Stored data:
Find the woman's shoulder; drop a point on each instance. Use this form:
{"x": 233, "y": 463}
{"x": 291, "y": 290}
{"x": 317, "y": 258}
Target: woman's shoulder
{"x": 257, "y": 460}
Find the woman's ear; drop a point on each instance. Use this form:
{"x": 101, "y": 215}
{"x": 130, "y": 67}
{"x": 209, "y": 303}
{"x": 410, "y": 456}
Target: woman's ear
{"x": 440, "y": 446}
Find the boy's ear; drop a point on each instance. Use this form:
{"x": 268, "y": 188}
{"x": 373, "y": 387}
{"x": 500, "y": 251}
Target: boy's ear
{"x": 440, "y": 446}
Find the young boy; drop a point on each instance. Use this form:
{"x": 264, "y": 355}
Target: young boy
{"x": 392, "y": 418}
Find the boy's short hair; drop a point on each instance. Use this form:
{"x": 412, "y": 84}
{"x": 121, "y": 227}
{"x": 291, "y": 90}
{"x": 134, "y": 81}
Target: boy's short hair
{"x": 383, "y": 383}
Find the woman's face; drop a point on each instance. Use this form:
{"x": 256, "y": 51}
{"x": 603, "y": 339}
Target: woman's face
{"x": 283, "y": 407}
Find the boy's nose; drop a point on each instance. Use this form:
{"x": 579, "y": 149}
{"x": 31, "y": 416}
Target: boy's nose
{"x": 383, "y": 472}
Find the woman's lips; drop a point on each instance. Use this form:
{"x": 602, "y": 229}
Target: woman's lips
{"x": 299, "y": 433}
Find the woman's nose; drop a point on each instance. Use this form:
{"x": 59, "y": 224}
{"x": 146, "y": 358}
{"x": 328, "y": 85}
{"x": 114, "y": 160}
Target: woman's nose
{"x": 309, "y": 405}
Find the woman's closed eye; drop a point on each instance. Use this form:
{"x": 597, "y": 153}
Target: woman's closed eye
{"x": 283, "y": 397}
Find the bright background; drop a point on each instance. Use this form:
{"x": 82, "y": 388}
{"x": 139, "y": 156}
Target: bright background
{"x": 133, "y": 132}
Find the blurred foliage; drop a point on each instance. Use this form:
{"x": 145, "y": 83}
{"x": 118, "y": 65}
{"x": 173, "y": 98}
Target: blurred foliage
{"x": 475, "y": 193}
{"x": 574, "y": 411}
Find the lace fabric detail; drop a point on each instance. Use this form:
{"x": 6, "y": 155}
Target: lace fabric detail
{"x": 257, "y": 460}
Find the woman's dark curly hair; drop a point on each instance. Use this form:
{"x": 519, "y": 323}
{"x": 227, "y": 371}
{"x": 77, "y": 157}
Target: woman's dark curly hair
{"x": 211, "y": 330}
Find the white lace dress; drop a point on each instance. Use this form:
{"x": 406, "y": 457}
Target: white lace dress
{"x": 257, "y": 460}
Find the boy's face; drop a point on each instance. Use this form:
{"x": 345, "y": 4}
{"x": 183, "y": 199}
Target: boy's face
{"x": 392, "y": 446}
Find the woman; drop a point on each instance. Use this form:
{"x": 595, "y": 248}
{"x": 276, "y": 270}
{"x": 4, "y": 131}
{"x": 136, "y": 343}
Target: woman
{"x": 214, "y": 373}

_Stated task_
Output the lines of the listing, unchanged, from the line containing "Find the white" through the final line of the listing.

_Response_
Find the white lace dress; drop a point on each instance. Use this form:
{"x": 406, "y": 457}
Target: white lace dress
{"x": 257, "y": 460}
Find the boy's face; drop a point on each instance. Use this form:
{"x": 345, "y": 4}
{"x": 183, "y": 199}
Target: boy's face
{"x": 392, "y": 446}
Find the woman; drop a point on each instance. Use this form:
{"x": 595, "y": 248}
{"x": 276, "y": 270}
{"x": 4, "y": 131}
{"x": 136, "y": 343}
Target: woman
{"x": 214, "y": 373}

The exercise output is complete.